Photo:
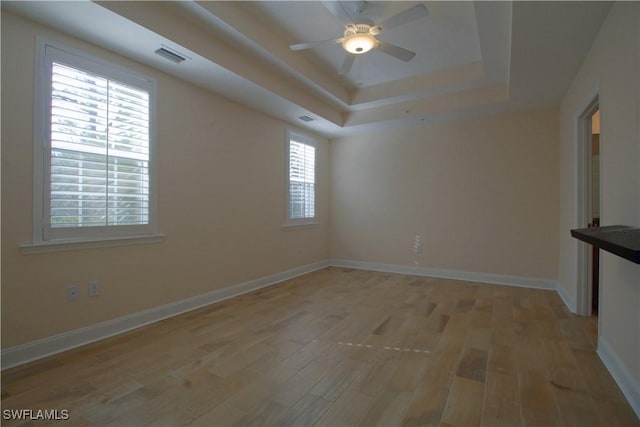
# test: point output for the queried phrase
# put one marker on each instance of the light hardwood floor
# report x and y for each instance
(340, 347)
- - - -
Can you output the lines above character for character, leaving out the picture?

Photo:
# test: point output for the queried phrase
# put one marker on each instance of the light hardwood floor
# report x and y for each instance
(340, 347)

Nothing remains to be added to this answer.